=== Exercise data ===
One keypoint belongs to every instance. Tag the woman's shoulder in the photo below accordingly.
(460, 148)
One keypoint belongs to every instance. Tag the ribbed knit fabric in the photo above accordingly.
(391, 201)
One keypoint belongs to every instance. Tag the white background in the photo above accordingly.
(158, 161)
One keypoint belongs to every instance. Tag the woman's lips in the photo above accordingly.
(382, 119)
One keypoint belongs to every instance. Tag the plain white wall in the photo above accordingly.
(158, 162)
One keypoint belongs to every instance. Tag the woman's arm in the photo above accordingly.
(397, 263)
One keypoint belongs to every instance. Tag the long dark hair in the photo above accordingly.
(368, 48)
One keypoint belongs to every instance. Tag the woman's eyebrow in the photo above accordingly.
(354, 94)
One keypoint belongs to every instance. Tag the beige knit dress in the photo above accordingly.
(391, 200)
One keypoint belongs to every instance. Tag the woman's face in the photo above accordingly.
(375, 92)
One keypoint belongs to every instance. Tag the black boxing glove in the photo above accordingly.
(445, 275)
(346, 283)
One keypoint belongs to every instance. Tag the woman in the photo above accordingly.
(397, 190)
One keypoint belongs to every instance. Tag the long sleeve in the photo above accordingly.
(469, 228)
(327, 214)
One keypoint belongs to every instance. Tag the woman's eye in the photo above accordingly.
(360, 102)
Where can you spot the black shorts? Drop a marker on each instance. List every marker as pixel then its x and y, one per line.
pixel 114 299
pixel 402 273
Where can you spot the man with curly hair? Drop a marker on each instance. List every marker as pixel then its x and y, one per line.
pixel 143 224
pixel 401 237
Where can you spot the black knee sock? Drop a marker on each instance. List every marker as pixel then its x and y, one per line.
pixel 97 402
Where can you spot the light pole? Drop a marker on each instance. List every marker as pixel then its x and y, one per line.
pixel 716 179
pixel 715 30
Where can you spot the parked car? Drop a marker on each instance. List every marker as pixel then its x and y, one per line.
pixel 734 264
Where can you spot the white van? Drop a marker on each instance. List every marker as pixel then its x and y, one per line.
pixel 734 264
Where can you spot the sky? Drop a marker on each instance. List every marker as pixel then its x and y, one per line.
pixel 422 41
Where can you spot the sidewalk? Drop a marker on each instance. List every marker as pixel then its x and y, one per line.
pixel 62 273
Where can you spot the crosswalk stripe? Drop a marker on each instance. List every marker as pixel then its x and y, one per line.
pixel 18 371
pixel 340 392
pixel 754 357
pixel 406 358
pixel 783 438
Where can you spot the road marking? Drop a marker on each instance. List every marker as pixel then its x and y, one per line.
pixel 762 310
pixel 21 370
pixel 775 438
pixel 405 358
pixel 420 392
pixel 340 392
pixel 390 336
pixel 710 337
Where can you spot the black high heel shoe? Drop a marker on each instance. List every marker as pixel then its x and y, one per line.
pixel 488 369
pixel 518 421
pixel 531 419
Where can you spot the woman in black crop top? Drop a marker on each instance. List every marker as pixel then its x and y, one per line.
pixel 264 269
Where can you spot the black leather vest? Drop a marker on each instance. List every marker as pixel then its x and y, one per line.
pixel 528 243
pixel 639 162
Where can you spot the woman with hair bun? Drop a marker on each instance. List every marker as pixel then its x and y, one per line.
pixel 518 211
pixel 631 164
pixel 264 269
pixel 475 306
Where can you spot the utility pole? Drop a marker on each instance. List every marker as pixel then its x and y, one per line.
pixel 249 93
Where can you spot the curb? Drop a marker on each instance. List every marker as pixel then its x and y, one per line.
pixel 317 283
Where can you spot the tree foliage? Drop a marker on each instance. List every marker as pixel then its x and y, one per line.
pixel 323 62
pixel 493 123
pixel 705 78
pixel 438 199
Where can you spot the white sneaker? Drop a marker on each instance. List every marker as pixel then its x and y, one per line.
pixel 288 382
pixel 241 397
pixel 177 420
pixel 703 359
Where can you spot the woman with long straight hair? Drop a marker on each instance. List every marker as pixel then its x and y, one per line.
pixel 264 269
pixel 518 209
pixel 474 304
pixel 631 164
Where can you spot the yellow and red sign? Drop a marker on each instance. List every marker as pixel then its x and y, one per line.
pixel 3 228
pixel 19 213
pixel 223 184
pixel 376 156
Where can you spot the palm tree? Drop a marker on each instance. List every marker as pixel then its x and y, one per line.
===
# [Work task]
Retype the data. Keep every word as it stands.

# [Written response]
One keypoint belongs to every instance. Tag the woman's shoulder in the photo below accordingly.
(460, 148)
One keypoint belongs to every instance. Tag the ribbed knit fabric in the photo above accordingly.
(391, 201)
One keypoint belongs to every instance. Tag the white background in the photo above accordingly.
(158, 161)
One keypoint belongs to every instance. Tag the woman's lips in the photo above accordingly.
(382, 119)
One keypoint belongs to every instance. Tag the plain white wall in the photo above accordingly.
(158, 162)
One keypoint belongs to every instance. Tag the woman's arm in the photo above accordingly.
(397, 263)
One keypoint belongs to every instance. Tag the long dark hair in the photo above accordingly.
(368, 48)
One keypoint belongs to every instance. Tag the woman's eyebrow in the photo above accordingly.
(354, 94)
One keypoint belongs to every instance. Tag the beige knit dress in the photo above accordingly.
(391, 200)
One keypoint belongs to every instance. Tag the woman's face in the photo above accordingly.
(375, 92)
One keypoint belongs to every instance. Tag the black boxing glove in the photo above accordingly.
(445, 275)
(346, 283)
One keypoint belongs to every instance. Tag the woman in the photo above accordingly.
(397, 190)
One keypoint belongs to every instance. Tag the long sleeve in the photo above accordingly.
(469, 228)
(327, 214)
One keypoint belongs to every instance. Tag the woman's eye in the photo above accordingly.
(360, 102)
Where can you spot the black shorts? Drop a marker on each instance. List every marker as pixel then its x and y, one per line.
pixel 114 299
pixel 402 273
Where can you spot the man with curly hair? Drop a marker on each instance. List every marker as pixel then its x and y, one per line.
pixel 143 224
pixel 401 237
Where can you spot the black knee sock? Drop a marker on each instance. List every marker as pixel then its x and y, one per line.
pixel 97 402
Where can you spot the light pole? Drop a marker on each instance. List every marker as pixel then its x and y, one per line.
pixel 716 179
pixel 715 30
Where can you spot the parked car? Drop a marker on each instance. List every marker as pixel then its x and y, one per line.
pixel 734 264
Where can you spot the white van? Drop a marker on each instance. List every marker as pixel then its x and y, one per line.
pixel 734 264
Where can you spot the sky? Drop a marker on each instance. List every marker as pixel then its x and y, one per line.
pixel 422 41
Where can you spot the sidewalk? Drop a marker on each instance. List every marker as pixel then its x and y, one per line.
pixel 62 273
Where can you spot the crosswalk stripe? Drop a marker on each instance. List every marker as pixel then its x and y, one per line.
pixel 18 371
pixel 340 392
pixel 754 357
pixel 406 358
pixel 783 438
Where can you spot the road marking? Drop a marker on each instance. List every marker as pixel then its x and y, one per line.
pixel 762 310
pixel 21 370
pixel 775 438
pixel 405 358
pixel 420 392
pixel 340 392
pixel 390 336
pixel 710 337
Where can you spot the black high heel shoe? Drop a marker on each instance. List every marker as pixel then its x and y, one per line.
pixel 488 369
pixel 518 421
pixel 531 419
Where can you spot the woman in black crop top? Drop a marker on each instance. List every marker as pixel then its x and y, one per line.
pixel 264 269
Where can you spot the black leather vest? Drop a marker on each instance. List every marker as pixel then its x and y, one per line.
pixel 528 243
pixel 639 162
Where can you spot the woman with hair bun? Drop a marker on each instance. List every marker as pixel then its x and y, one per line.
pixel 518 211
pixel 631 164
pixel 264 269
pixel 475 306
Where can you spot the utility pole? Drop a marker on each instance. List every marker as pixel then its x and y, one per line.
pixel 249 93
Where can you spot the curb? Drop a marker on each instance. List every marker as pixel then its x and y, one per line.
pixel 317 283
Where can you spot the tree foliage? Drop a marker on each instance. List every marker as pixel then its x and y, one per line.
pixel 323 62
pixel 493 123
pixel 705 78
pixel 438 199
Where can you spot the white sneaker? Drop a marker on each instance. List every marker as pixel then its x and y, one per line.
pixel 288 382
pixel 241 397
pixel 177 420
pixel 703 359
Where can you spot the woman with long straight hair? Drop a marker on each instance. List every marker as pixel then its x and y, one per line.
pixel 264 269
pixel 518 209
pixel 474 304
pixel 631 164
Where can you spot the yellow and red sign? Drop a marker on each instance. List every marker as pixel then its x and y, one per line.
pixel 3 228
pixel 19 213
pixel 223 184
pixel 376 156
Where can you spot the palm tree? Drop a marker on each instance. List every marker as pixel then its x and y, one per line.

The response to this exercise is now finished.